- Aim -
Please rewrite the rows below from the line containing "like [473, 204]." through the line containing "Target: engine pulley", both ends included, with the requests kept as they are. Shift every number in the answer coordinates up by 93, and leave the sample coordinates in the requests unchanged.

--- Start ---

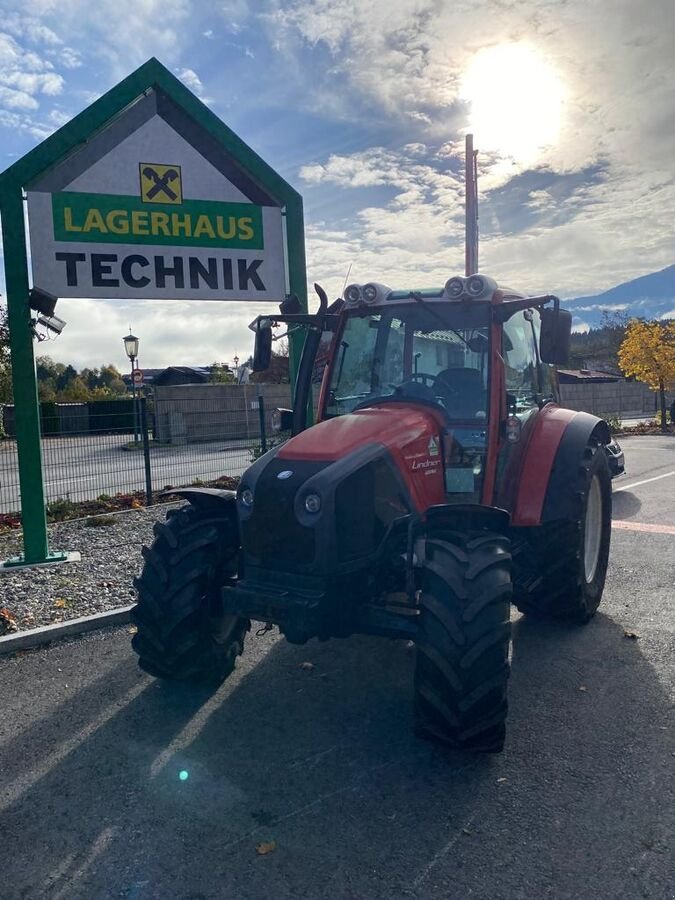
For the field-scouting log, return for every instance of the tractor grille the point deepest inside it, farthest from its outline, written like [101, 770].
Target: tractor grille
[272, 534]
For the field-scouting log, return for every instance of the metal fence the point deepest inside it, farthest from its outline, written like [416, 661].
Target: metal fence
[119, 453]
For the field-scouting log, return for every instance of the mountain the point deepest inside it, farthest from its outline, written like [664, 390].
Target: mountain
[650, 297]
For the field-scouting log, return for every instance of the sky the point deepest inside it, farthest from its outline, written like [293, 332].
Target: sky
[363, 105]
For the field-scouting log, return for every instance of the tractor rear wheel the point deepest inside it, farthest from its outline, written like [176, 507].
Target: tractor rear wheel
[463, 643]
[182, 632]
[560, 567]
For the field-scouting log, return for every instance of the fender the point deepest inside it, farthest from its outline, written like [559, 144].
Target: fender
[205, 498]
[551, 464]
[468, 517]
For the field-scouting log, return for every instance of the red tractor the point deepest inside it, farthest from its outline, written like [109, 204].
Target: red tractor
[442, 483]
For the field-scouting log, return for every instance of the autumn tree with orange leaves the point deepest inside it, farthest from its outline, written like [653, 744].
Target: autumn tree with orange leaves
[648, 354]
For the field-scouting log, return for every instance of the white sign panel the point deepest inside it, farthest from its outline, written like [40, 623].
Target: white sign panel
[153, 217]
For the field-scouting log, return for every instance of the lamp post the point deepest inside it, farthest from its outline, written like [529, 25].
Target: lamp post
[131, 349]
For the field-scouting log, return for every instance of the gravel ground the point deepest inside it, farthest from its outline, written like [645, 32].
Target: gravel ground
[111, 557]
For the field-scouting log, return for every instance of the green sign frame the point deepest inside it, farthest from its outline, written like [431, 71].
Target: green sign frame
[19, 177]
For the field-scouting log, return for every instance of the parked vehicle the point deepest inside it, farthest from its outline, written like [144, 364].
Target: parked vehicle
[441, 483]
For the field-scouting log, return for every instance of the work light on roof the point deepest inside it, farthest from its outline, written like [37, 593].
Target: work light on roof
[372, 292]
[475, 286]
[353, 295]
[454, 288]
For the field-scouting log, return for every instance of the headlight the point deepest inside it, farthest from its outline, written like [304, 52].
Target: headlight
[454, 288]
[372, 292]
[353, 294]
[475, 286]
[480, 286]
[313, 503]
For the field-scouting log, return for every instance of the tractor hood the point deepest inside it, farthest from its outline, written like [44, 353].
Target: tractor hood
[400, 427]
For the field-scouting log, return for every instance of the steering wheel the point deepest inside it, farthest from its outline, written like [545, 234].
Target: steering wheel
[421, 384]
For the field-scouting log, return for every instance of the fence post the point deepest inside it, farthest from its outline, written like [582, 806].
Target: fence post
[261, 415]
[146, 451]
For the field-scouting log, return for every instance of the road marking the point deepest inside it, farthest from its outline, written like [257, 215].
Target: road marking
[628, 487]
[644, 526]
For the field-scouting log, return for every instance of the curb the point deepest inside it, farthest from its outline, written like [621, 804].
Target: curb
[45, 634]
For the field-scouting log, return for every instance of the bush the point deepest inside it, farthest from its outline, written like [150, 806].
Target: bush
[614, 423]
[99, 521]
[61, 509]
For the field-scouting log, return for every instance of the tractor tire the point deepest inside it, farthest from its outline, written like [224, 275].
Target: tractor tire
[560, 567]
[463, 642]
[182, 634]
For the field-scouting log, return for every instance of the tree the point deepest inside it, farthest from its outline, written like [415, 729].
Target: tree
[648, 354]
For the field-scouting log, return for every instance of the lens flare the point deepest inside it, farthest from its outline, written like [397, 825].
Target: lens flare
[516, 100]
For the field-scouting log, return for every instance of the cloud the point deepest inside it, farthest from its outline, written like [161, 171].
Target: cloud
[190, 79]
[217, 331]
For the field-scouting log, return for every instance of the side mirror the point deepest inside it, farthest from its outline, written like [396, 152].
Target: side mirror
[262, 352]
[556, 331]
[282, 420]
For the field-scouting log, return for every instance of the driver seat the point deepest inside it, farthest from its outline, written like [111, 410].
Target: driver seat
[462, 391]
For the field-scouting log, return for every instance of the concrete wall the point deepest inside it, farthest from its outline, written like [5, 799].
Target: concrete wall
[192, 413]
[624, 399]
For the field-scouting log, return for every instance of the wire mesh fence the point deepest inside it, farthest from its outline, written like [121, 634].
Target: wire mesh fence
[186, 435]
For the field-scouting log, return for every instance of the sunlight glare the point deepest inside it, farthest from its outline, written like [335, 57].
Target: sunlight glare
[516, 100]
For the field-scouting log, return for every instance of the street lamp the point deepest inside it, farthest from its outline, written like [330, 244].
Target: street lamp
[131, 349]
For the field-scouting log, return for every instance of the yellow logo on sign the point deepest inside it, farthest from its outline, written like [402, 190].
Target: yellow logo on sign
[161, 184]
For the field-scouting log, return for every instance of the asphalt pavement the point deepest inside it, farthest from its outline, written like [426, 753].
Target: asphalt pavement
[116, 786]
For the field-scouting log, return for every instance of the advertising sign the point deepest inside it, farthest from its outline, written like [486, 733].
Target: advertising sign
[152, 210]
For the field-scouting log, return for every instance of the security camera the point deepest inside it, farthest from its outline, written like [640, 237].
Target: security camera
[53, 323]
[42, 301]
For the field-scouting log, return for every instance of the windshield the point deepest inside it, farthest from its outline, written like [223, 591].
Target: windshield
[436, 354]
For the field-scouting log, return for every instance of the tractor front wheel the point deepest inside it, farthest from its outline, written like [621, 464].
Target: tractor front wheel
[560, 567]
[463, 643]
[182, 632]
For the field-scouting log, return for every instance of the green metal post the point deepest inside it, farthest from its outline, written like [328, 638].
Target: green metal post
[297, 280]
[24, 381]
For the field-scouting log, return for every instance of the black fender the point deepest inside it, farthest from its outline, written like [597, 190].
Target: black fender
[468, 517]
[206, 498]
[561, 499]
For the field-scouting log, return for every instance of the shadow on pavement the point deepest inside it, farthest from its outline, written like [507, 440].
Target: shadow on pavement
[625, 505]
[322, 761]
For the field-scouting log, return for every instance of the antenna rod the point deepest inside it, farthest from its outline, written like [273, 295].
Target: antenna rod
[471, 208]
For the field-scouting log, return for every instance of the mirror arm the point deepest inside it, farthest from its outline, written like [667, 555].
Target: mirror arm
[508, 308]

--- End ---
--- Start ---

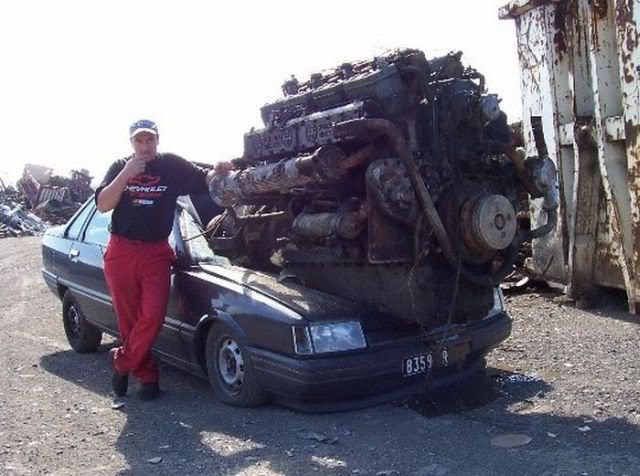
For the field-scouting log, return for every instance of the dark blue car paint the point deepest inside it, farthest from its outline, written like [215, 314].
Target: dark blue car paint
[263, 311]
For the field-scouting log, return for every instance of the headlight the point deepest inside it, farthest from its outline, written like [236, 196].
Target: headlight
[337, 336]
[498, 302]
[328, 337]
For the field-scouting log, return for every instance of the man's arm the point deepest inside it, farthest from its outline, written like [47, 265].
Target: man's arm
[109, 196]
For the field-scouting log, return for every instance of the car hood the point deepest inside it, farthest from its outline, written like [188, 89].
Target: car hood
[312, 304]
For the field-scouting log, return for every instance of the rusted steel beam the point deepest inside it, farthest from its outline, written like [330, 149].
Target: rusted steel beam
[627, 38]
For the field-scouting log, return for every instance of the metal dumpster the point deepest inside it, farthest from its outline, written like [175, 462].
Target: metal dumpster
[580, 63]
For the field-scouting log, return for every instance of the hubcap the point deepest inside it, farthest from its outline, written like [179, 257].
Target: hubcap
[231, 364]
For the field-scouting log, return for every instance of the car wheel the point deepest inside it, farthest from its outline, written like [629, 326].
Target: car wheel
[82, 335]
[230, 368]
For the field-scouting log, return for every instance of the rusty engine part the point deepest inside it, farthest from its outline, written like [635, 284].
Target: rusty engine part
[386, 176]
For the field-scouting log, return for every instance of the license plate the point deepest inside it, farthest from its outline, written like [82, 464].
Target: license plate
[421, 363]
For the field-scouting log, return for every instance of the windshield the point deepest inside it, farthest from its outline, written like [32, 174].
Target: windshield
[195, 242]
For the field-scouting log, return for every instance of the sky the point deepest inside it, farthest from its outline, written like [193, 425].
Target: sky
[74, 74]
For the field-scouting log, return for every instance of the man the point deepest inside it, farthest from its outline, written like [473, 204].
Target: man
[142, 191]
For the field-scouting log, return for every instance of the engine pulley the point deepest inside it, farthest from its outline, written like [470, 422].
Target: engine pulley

--- End ---

- Final answer -
For the field-scouting log, return for every instance of the man the point deepest inside it, farthest from its outline, written like [473, 204].
Target: man
[235, 284]
For the field-scouting log, return for every instance of the engine pulley the point deepest inside it, farthest from its outline, written like [470, 422].
Target: engine pulley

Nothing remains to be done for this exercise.